What you will do: From the entries below, return only the lines starting at the one that contains "[(264, 101), (176, 19), (236, 143)]" and ending at the one that contains "stone doorway, one", exactly as they stand.

== == ==

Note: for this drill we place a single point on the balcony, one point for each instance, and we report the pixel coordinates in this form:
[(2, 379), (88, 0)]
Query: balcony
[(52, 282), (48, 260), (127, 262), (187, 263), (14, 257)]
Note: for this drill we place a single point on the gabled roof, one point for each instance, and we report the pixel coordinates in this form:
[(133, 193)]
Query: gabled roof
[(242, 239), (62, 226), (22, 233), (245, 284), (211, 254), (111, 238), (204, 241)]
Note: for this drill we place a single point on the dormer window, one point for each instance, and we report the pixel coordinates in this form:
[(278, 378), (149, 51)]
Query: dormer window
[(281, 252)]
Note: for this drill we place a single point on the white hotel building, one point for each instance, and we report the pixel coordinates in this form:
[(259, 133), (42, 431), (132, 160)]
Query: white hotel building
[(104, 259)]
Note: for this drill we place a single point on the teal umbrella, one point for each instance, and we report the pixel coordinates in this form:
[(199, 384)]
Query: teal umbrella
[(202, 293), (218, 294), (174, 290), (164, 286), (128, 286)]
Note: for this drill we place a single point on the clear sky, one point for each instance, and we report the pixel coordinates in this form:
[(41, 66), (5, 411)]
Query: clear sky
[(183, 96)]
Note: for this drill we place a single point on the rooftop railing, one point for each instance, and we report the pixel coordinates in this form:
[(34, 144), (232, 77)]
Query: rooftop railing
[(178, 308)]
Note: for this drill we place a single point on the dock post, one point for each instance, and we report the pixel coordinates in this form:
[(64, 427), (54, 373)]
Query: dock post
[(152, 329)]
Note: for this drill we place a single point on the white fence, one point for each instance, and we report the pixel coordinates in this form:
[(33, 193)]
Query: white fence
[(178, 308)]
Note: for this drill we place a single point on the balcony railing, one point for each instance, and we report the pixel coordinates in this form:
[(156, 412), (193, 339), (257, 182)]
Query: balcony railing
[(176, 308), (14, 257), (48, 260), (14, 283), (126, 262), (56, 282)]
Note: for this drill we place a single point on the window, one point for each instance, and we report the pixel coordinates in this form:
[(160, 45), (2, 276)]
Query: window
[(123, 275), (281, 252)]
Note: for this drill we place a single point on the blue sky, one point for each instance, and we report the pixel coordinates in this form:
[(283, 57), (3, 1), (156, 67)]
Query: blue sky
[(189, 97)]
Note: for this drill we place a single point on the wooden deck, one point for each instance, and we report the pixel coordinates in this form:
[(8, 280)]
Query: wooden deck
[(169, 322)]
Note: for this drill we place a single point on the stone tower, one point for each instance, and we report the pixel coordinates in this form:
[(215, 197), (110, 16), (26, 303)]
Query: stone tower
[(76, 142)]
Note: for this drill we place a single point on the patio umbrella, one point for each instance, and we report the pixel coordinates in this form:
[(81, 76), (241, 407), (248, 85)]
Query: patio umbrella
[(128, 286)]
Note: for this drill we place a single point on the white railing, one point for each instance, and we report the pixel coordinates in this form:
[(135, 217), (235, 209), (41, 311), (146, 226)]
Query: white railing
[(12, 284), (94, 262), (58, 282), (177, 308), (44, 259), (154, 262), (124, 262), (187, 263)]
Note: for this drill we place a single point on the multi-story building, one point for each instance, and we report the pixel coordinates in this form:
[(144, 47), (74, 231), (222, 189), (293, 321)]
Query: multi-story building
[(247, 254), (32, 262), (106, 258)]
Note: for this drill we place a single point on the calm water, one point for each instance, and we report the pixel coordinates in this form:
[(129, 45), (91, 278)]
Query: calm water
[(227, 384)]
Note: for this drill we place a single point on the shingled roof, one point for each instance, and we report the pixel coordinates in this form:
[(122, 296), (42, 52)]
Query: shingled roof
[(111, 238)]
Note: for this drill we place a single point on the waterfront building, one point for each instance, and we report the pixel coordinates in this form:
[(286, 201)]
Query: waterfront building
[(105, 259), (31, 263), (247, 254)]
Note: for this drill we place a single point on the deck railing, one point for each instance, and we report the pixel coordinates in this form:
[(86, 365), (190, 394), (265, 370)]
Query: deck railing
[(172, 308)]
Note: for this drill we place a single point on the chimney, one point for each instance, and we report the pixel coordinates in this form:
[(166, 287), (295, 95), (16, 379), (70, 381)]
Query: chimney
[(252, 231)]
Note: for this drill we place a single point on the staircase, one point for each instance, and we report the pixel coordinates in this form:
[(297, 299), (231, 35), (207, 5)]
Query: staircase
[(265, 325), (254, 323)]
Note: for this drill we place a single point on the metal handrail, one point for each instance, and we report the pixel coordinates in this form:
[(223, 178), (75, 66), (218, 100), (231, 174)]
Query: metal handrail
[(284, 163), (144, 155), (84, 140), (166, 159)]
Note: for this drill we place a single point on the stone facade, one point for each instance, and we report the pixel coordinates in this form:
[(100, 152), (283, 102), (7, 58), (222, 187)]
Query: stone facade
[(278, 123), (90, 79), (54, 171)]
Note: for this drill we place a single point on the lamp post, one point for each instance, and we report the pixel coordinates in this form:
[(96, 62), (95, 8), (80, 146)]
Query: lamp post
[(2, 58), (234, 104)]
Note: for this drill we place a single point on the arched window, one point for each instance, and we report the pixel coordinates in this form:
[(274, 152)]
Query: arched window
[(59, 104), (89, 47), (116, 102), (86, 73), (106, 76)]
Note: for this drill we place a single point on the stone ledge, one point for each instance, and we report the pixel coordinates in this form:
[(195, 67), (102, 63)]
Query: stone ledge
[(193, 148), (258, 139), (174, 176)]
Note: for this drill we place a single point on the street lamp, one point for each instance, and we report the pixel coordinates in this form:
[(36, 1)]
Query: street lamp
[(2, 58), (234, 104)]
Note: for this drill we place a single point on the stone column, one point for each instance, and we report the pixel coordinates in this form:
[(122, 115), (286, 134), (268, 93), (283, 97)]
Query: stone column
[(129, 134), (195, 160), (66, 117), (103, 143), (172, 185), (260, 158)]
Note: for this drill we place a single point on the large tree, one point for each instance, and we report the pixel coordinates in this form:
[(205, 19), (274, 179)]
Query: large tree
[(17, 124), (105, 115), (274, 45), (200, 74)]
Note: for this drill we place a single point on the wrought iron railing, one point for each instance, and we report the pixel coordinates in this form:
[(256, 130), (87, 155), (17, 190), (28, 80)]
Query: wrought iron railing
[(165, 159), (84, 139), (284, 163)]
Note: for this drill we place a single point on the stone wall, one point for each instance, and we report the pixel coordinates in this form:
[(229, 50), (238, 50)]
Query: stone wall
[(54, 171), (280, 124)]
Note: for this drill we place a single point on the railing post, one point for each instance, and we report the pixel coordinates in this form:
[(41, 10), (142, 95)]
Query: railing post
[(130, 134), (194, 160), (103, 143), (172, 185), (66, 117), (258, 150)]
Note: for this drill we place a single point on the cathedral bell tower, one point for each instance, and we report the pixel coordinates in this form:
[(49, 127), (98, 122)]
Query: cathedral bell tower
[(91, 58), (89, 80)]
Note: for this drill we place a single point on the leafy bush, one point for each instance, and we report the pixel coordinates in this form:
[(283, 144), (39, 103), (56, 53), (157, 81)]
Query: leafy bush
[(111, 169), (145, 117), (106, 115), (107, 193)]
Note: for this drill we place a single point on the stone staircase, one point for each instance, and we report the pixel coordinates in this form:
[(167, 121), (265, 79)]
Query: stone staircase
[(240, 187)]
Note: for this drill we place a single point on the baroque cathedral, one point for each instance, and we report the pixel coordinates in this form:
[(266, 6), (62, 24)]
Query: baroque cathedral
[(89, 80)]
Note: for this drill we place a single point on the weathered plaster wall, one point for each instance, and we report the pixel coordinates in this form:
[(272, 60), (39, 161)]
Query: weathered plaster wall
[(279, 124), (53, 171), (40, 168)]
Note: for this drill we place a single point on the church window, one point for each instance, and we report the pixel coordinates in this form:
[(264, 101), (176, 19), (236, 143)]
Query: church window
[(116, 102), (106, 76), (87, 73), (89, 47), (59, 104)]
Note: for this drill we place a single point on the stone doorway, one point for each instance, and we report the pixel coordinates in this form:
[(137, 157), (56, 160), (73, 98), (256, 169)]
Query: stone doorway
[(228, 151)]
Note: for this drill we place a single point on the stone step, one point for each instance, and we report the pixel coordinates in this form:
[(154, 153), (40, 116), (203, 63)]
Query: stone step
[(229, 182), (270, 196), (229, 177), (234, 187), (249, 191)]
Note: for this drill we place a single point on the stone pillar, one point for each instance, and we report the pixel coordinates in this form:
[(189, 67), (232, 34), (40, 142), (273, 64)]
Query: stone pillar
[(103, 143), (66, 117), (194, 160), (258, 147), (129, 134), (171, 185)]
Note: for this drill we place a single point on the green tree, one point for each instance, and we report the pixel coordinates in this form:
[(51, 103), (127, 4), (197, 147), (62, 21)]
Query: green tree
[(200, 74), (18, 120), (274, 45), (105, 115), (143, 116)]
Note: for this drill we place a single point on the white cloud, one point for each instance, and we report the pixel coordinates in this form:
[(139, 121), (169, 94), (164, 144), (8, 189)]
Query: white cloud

== == ==

Solution:
[(264, 101), (176, 19), (236, 143)]
Query: church window
[(116, 102), (106, 76), (87, 73), (89, 47), (59, 104)]
Note: for this drill we place a single point on the stone doorway, one point for each instance, and we report the pixel coordinates in this form:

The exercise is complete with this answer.